• **BRIEF 1**:
Quote the passage on soldiers' testimonies from the Gaza conflict, from "But Breaking the" to "on 18 January.".

But Breaking the Silence has a long – and to many, credible – record in getting soldiers to talk about experiences which might not reflect well on the army.

Another says: “People were not instructed to shoot at everyone they see, but they were told that from a certain distance when they approach a house, no matter who it is – even an old woman – take them down.”

Many of the testimonies are in line with claims made by human rights organisations that Israeli military action in Gaza was indiscriminate and disproportionate.

Amnesty International has accused both Israel and Hamas, the Palestinian militant group in charge in Gaza, of committing war crimes during the 22-day conflict which ended on 18 January.

Israeli officials insist troops went to great lengths to protect civilians, that Hamas endangered non-combatants by firing from civilian areas and that homes and buildings were destroyed only when there was a specific military need to do so.

• **BRIEF 2**:
List each line in the records that includes the word "Query", copied without change.

Entries from a point annotation set
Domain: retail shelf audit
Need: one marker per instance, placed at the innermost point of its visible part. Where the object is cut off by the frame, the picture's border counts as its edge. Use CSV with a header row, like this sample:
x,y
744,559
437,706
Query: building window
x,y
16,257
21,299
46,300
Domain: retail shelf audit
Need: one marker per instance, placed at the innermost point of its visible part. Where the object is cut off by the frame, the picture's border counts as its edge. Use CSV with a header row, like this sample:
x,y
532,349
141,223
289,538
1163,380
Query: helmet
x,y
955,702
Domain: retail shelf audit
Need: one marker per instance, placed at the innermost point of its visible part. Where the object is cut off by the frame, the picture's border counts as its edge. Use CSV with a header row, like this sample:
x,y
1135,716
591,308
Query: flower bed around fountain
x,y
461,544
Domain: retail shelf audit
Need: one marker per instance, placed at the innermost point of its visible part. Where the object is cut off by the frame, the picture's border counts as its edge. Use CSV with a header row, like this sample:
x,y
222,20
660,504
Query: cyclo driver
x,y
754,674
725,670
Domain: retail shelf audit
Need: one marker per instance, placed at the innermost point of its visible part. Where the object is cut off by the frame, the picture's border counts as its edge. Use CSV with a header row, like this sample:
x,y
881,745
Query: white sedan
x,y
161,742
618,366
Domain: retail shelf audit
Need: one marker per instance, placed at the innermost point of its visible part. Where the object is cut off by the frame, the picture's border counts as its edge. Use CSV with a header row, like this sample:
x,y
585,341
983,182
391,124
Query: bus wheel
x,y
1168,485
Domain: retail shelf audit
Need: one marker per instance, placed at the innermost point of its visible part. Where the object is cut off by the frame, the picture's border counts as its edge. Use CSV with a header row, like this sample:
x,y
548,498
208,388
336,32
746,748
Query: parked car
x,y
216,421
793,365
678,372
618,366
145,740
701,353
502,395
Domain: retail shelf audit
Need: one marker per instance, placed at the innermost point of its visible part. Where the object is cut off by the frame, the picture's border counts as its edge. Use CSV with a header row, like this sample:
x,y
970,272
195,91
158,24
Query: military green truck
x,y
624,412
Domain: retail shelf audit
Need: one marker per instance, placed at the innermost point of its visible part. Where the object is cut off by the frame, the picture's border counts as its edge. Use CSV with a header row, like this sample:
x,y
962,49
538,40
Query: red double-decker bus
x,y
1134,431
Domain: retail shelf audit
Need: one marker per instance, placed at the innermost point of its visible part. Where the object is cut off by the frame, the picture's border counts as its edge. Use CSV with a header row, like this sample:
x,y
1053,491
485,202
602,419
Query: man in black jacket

• **TASK ANSWER 1**:
But Breaking the Silence has a long – and to many, credible – record in getting soldiers to talk about experiences which might not reflect well on the army.

Another says: “People were not instructed to shoot at everyone they see, but they were told that from a certain distance when they approach a house, no matter who it is – even an old woman – take them down.”

Many of the testimonies are in line with claims made by human rights organisations that Israeli military action in Gaza was indiscriminate and disproportionate.

Amnesty International has accused both Israel and Hamas, the Palestinian militant group in charge in Gaza, of committing war crimes during the 22-day conflict which ended on 18 January.

• **TASK ANSWER 2**:
Query: building window
Query: helmet
Query: flower bed around fountain
Query: cyclo driver
Query: white sedan
Query: bus wheel
Query: parked car
Query: military green truck
Query: red double-decker bus
Query: man in black jacket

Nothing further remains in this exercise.